GOAL OF THE EXERCISE - Nothing in the entries below may be altered; print them as they stand.
** RECORD SET follows **
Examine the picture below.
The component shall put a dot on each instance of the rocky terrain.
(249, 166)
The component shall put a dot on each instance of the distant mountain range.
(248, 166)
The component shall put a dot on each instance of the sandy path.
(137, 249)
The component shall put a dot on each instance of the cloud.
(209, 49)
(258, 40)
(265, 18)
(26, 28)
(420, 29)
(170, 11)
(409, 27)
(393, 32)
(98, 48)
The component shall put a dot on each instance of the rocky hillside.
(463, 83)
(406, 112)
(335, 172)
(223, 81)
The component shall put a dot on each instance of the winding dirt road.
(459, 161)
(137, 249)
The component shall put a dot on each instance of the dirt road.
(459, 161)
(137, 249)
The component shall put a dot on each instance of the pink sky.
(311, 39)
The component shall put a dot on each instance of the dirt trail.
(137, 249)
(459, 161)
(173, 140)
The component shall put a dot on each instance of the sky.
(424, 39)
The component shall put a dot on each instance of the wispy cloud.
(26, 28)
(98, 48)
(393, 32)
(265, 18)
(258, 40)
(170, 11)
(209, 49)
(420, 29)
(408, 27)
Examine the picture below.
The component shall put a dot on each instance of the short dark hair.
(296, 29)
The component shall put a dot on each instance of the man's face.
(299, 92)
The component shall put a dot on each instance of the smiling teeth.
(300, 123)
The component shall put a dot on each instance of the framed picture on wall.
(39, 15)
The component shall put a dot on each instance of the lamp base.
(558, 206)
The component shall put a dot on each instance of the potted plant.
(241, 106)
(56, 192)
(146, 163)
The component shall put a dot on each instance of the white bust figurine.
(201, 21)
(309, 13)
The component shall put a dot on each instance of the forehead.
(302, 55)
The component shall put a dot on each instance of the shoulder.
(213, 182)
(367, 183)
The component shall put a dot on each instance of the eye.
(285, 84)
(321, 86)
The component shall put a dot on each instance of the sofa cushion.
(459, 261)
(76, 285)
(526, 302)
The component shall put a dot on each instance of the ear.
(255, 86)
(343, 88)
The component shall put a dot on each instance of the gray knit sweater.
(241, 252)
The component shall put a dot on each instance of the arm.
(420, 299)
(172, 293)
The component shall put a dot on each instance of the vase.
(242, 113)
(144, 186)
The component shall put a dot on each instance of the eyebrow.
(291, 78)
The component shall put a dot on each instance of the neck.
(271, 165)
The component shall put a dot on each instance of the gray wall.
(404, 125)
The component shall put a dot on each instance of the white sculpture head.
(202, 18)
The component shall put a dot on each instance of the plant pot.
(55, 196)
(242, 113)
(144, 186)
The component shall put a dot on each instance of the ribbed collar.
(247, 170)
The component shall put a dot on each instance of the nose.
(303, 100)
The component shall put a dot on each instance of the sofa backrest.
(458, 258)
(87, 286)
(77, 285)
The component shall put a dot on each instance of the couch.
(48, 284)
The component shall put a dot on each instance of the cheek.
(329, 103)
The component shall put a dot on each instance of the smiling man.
** End of RECORD SET **
EXERCISE RESULT -
Examine the picture below.
The component shall put a dot on each instance of the rocky terrain.
(249, 166)
The component shall put a dot on each instance of the distant mountain range.
(248, 166)
The component shall put a dot on each instance of the sandy path.
(137, 249)
The component shall put a dot on each instance of the cloud.
(209, 49)
(258, 40)
(265, 18)
(26, 28)
(420, 29)
(170, 11)
(409, 27)
(393, 32)
(98, 48)
The component shall put a dot on each instance of the rocky hillside.
(463, 83)
(406, 112)
(335, 172)
(223, 81)
The component shall put a dot on each instance of the winding dirt road.
(459, 161)
(137, 249)
The component shall put a dot on each instance of the dirt road.
(459, 161)
(137, 249)
The component shall put a dot on each instance of the pink sky.
(311, 39)
The component shall put a dot on each instance of the dirt trail.
(137, 249)
(459, 161)
(173, 140)
The component shall put a dot on each instance of the sky.
(424, 39)
The component shall put a dot on each instance of the wispy cloud.
(26, 28)
(98, 48)
(393, 32)
(265, 18)
(258, 40)
(170, 11)
(209, 49)
(420, 29)
(408, 27)
Examine the picture below.
The component shall put a dot on each instance of the short dark hair.
(296, 29)
The component shall put a dot on each instance of the man's face.
(299, 92)
The component shall put a dot on each instance of the smiling teeth.
(300, 123)
The component shall put a dot on each instance of the framed picture on wall.
(39, 15)
The component shall put a dot on each instance of the lamp base.
(558, 206)
The component shall put a dot on each instance of the potted plant.
(241, 106)
(56, 192)
(146, 163)
The component shall put a dot on each instance of the white bust figurine.
(201, 21)
(309, 13)
The component shall put a dot on each instance of the forehead.
(302, 55)
The component shall put a dot on each instance of the shoulder.
(213, 182)
(367, 183)
The component shall put a dot on each instance of the eye.
(285, 84)
(321, 86)
The component shall put a dot on each instance of the sofa cushion.
(459, 261)
(76, 285)
(526, 302)
The component shall put a dot on each instance of the ear.
(255, 86)
(343, 88)
The component shall put a dot on each instance of the gray knit sweater.
(241, 252)
The component shall put a dot on each instance of the arm.
(420, 299)
(172, 293)
The component shall put a dot on each instance of the vase.
(242, 113)
(144, 186)
The component shall put a dot on each instance of the eyebrow.
(291, 78)
The component shall put a dot on each instance of the neck.
(271, 165)
The component shall put a dot on each instance of the gray wall.
(404, 125)
The component shall put a dot on each instance of the white sculpture head.
(202, 18)
The component shall put a dot on each instance of the plant pot.
(55, 196)
(242, 113)
(144, 186)
The component shall put a dot on each instance of the ribbed collar.
(247, 170)
The component shall put a dot on each instance of the nose.
(303, 100)
The component shall put a dot on each instance of the sofa backrest.
(458, 258)
(87, 286)
(77, 285)
The component shall put a dot on each instance of the couch.
(48, 284)
The component shall put a dot on each instance of the cheek.
(329, 103)
The component shall put a dot on each instance of the smiling man.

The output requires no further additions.